* AIM
Return the listing below unchanged, minus its pictures.
[Start DATA LISTING]
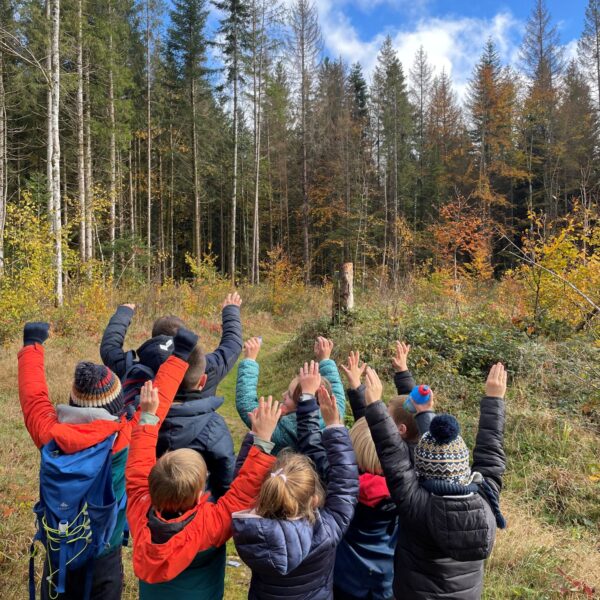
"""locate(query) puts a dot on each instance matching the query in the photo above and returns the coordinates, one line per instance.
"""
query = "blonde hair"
(364, 448)
(176, 480)
(289, 491)
(401, 416)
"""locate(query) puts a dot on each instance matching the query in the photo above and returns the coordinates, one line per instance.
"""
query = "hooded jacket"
(293, 559)
(75, 429)
(246, 400)
(193, 423)
(218, 363)
(442, 540)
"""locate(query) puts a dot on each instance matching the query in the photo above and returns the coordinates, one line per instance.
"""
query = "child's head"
(364, 448)
(292, 490)
(168, 325)
(442, 453)
(195, 377)
(96, 386)
(405, 421)
(177, 480)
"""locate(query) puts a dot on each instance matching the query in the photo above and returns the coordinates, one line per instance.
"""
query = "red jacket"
(40, 415)
(211, 525)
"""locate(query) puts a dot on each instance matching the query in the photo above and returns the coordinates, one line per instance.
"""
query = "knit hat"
(96, 386)
(442, 454)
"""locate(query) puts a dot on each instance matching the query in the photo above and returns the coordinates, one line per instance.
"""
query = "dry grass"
(544, 449)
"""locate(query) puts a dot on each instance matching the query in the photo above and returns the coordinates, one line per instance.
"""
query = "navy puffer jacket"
(293, 560)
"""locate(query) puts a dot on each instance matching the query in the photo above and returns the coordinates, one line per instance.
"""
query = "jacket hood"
(372, 489)
(155, 351)
(268, 545)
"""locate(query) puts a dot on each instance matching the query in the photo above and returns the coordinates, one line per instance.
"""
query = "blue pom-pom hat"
(442, 453)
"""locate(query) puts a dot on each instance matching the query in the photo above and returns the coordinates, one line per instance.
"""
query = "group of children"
(392, 508)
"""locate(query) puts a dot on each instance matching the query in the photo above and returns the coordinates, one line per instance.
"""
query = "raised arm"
(111, 346)
(329, 370)
(221, 361)
(393, 454)
(488, 455)
(38, 411)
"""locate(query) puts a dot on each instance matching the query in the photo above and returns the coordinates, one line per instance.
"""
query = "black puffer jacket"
(442, 540)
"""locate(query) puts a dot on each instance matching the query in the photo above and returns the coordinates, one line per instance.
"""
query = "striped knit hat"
(442, 454)
(96, 386)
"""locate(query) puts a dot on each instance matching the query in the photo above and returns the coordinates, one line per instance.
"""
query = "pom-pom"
(444, 429)
(87, 375)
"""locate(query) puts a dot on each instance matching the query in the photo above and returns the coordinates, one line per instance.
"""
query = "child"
(364, 559)
(448, 511)
(289, 540)
(175, 528)
(158, 348)
(192, 422)
(247, 383)
(90, 418)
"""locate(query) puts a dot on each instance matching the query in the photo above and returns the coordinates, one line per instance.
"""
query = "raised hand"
(36, 332)
(323, 348)
(329, 408)
(373, 386)
(264, 418)
(495, 385)
(354, 370)
(252, 348)
(149, 400)
(400, 360)
(233, 299)
(309, 378)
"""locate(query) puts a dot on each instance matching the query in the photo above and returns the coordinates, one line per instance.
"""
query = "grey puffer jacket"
(442, 540)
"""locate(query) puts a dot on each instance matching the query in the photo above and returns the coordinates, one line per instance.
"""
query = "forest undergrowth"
(551, 546)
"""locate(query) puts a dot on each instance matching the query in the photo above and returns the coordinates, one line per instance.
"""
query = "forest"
(145, 149)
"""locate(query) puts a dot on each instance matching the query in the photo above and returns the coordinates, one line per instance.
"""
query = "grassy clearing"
(551, 496)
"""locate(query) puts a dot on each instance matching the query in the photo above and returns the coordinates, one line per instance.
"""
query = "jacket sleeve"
(221, 361)
(329, 370)
(219, 456)
(357, 401)
(242, 495)
(394, 456)
(39, 413)
(488, 455)
(342, 485)
(246, 396)
(111, 346)
(310, 436)
(404, 382)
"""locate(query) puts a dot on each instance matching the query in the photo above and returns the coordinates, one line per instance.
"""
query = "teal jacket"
(246, 400)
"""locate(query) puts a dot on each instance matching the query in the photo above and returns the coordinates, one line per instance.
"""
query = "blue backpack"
(76, 513)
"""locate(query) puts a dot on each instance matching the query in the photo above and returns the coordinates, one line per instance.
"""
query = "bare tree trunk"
(80, 137)
(149, 147)
(113, 147)
(235, 165)
(3, 163)
(55, 78)
(197, 236)
(89, 185)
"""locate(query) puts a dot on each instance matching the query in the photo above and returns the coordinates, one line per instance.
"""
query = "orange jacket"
(40, 415)
(211, 525)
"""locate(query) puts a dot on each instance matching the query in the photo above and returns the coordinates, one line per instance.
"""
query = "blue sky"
(452, 31)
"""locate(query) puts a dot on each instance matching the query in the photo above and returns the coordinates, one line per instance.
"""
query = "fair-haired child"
(153, 352)
(247, 383)
(177, 532)
(448, 510)
(289, 541)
[End DATA LISTING]
* EXPECTED ANSWER
"""locate(query) puts a dot on each instance matching the query in the photo above and returns the coordinates, one line per instance.
"""
query = "blonde hair"
(364, 448)
(176, 480)
(289, 491)
(401, 416)
"""locate(query) puts a dot on each instance matching the query in the photo above and returns the coordinates, one line per instance.
"""
query = "hooded jacket"
(293, 559)
(75, 429)
(246, 400)
(193, 423)
(218, 363)
(442, 540)
"""locate(query) puts a dot on each instance matching the query in the photo above and returns the coordinates, one line per instance.
"""
query = "child's head"
(364, 448)
(292, 490)
(168, 325)
(442, 453)
(195, 377)
(96, 386)
(405, 421)
(177, 480)
"""locate(query) puts a dot on each instance matching the query in the photo above and returns the coordinates, one line per instance.
"""
query = "red jacket"
(40, 415)
(211, 525)
"""locate(query) puts a dot on each instance matching the query in the photo above and returns the coordinates, one line per instance.
"""
query = "knit hat"
(96, 386)
(442, 454)
"""locate(query) puts a dot on each instance matching the query in the photo above and returns the coordinates, one line per instance.
"""
query = "dry grass"
(544, 449)
"""locate(query) puts a dot on each instance matching the query in the photo above and returns the coordinates, one line per instance.
"""
query = "navy puffer jacket"
(293, 560)
"""locate(query) puts a dot on each instance matching the query in the photo above and returns the coordinates, one line per instance.
"""
query = "jacket hood"
(372, 489)
(155, 351)
(268, 545)
"""locate(query) puts a dot on each instance matching the query in the photo above and returns the coordinates, one line per instance.
"""
query = "blue pom-pom hat"
(442, 453)
"""locate(query) puts a dot on each instance matching the query in the photo above and returns the coordinates, one line per instance.
"""
query = "group of children"
(392, 508)
"""locate(query) puts a dot on each instance matching the query in the photo above and returns the coordinates, one line per instance.
"""
query = "raised arm"
(111, 346)
(329, 370)
(221, 361)
(393, 454)
(488, 455)
(38, 411)
"""locate(query) puts a dot on each instance matching the query in the photo above and returns the coordinates, one line per instance.
"""
query = "black puffer jacket"
(442, 540)
"""locate(query) puts a dot on each instance matching the query in the photo above and returns the coordinates, one line per instance.
"""
query = "striped knit hat"
(442, 454)
(96, 386)
"""locate(query) puts a dot on each instance matching the query in the photo above and returns the coordinates, one line per instance.
"""
query = "pom-pom"
(444, 429)
(87, 375)
"""locate(query) puts a dot on each instance matching the query in the photo above and returns the coordinates, one line per instance.
"""
query = "child"
(364, 559)
(448, 511)
(289, 540)
(175, 528)
(158, 348)
(192, 422)
(247, 383)
(90, 418)
"""locate(query) puts a dot on each instance matching the query in the photo above and returns the coordinates, one line per instance.
"""
query = "raised hand"
(36, 332)
(323, 348)
(329, 408)
(373, 386)
(264, 418)
(495, 385)
(354, 370)
(252, 348)
(149, 400)
(400, 360)
(233, 299)
(309, 378)
"""locate(query) puts a dot on each instance matching the query in the photo above and returns the coordinates, one line per instance.
"""
query = "grey puffer jacket"
(442, 540)
"""locate(query) puts a dot on each instance matching the query in the photo above and returns the coordinates, one line per instance.
"""
query = "forest undergrowth"
(551, 546)
"""locate(query) puts a dot on each instance matching the query in the photo above and returns the coordinates, one line per instance.
"""
query = "forest"
(145, 149)
"""locate(query) puts a dot on each instance matching the query in the photo above and returns the coordinates, one line per instance.
"""
query = "grassy clearing"
(551, 496)
"""locate(query) puts a dot on each instance matching the query in the photo above and returns the coordinates, one line per instance.
"""
query = "jacket sleeve"
(221, 361)
(329, 370)
(219, 456)
(357, 401)
(242, 495)
(394, 456)
(39, 413)
(488, 455)
(342, 485)
(246, 396)
(111, 346)
(310, 436)
(404, 382)
"""locate(query) puts a dot on each instance matching the query in the photo above and returns the coordinates, one line per instance.
"""
query = "teal jacket"
(246, 400)
"""locate(query) puts a dot on each instance matching the query in the photo above and returns the coordinates, one line per instance.
"""
query = "blue backpack"
(76, 513)
"""locate(query) puts a dot on each instance matching the query in the photo above and returns the coordinates, one line per instance.
"""
query = "bare tree trunk"
(80, 137)
(149, 147)
(113, 147)
(235, 165)
(3, 163)
(55, 78)
(197, 236)
(89, 185)
"""locate(query) puts a dot on each instance matching the query in the photo above and returns the coordinates, one line per instance.
"""
query = "orange jacket"
(40, 415)
(211, 525)
"""locate(query) puts a dot on each instance matching the query in the photo above and returns the coordinates, one line per instance.
"""
query = "blue sky"
(452, 31)
"""locate(query) puts a dot on each instance matching the query in the photo above and returns the coordinates, one line per instance.
"""
query = "fair-haired child"
(153, 352)
(247, 383)
(177, 532)
(448, 510)
(289, 541)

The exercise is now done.